→ **Instruction**
Copy the material below word for word, starting at the line that contains "In this exercise you will indicate the thin" and ending after the line that contains "In this exercise you will indicate the small".

-- START --

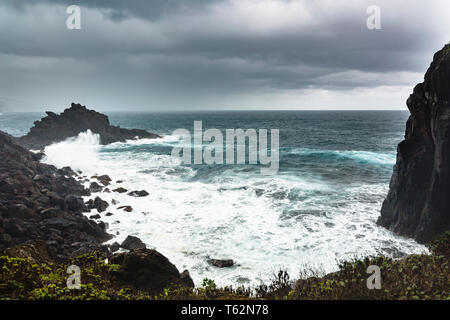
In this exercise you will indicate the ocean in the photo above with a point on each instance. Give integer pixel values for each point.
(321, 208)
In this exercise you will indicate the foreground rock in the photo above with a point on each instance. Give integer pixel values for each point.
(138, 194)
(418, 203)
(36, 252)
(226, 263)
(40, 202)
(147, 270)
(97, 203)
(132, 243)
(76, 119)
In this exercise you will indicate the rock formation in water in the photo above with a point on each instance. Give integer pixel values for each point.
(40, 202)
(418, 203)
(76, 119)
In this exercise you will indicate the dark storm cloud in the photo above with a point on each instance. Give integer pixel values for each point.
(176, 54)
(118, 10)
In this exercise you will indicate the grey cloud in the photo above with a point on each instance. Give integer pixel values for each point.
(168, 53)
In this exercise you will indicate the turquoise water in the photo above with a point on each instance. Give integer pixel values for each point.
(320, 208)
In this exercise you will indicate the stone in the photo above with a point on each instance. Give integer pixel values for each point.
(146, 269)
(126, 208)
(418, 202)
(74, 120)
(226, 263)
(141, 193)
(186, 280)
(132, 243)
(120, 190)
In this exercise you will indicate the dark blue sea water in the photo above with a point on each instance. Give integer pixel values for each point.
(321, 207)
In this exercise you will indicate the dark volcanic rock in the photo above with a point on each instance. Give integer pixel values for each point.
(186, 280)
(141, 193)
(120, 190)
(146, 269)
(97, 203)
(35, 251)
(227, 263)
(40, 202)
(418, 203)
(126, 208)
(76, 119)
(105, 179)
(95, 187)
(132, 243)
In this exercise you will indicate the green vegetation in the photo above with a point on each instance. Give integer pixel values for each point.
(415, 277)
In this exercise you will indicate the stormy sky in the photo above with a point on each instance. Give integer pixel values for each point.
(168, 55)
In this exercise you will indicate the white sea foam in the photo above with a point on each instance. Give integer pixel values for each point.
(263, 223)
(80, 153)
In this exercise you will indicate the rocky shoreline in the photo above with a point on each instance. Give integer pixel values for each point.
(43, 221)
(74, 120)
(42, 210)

-- END --
-- START --

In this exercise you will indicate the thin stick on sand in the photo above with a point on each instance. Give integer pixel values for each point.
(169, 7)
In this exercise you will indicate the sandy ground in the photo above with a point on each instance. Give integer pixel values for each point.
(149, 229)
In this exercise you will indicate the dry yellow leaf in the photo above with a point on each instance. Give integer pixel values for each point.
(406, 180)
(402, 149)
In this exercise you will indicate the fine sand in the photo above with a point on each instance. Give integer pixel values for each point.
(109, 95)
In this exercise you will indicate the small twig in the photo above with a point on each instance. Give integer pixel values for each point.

-- END --

→ **Output for this task**
In this exercise you will indicate the thin stick on sand in the photo above with a point on each instance. Give integer pixel values for each point.
(169, 7)
In this exercise you will indicate the sandy ground in the photo above with a point on each instance. Give integer pixel values for each point.
(149, 229)
In this exercise you will indicate the dry yellow leaf in the photo above with a point on each instance. Give integer pixel values for each point.
(406, 180)
(402, 149)
In this exercise you will indicate the fine sand in the photo above with a point on each instance. Give integer pixel values for each point.
(109, 95)
In this exercise you will indicate the small twig in the photo above with a point on each instance. Give integer pixel values for each point.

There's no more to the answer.